**Text**
____________

In [1]:
from os.path import abspath
from pyspark.sql import SparkSession

In [2]:
# Create a spark Spark Session
spark = SparkSession \
    .builder \
    .appme("VideoGameEDA_DF") \
    .getOrCreate()

24/09/09 12:41:20 WARN Utils: Your hostname, riddhi-pc resolves to a loopback address: 127.0.1.1; using 10.0.2.15 instead (on interface enp0s3)
24/09/09 12:41:20 WARN Utils: Set SPARK_LOCAL_IP if you need to bind to another address
Setting default log level to "WARN".
To adjust logging level use sc.setLogLevel(newLevel). For SparkR, use setLogLevel(newLevel).
24/09/09 12:41:22 WARN NativeCodeLoader: Unable to load native-hadoop library for your platform... using builtin-java classes where applicable


In [3]:
# Show spark info
spark

In [4]:
# Read the Video Games Dataset
csvDF = spark.read.options(header = True).csv('Datasets/Video_Games.csv')

In [9]:
# Print the Schema of the dataset
csvDF.printSchema()

root
 |-- Name: string (nullable = true)
 |-- Platform: string (nullable = true)
 |-- Year_of_Release: string (nullable = true)
 |-- Genre: string (nullable = true)
 |-- Publisher: string (nullable = true)
 |-- NA_Sales: string (nullable = true)

____________

**Material provided**

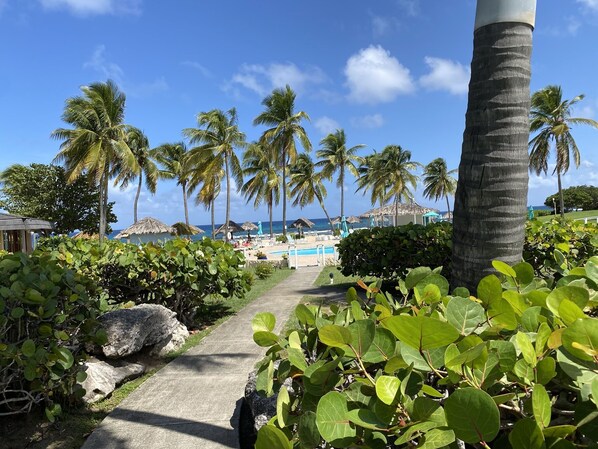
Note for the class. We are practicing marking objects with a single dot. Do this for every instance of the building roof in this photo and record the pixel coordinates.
(10, 222)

____________

**Task requirements**
1. From the PySpark notebook, can you repeat everything from "24/09/09 12:41:20 WARN Utils: Set" down to "SparkR, use setLogLevel(newLevel)." word for word?
2. In the PySpark notebook, which hostname does the warning say resolves to a loopback address?

**Responses for each task**
1.
24/09/09 12:41:20 WARN Utils: Set SPARK_LOCAL_IP if you need to bind to another address
Setting default log level to "WARN".
To adjust logging level use sc.setLogLevel(newLevel). For SparkR, use setLogLevel(newLevel).

2. riddhi-pc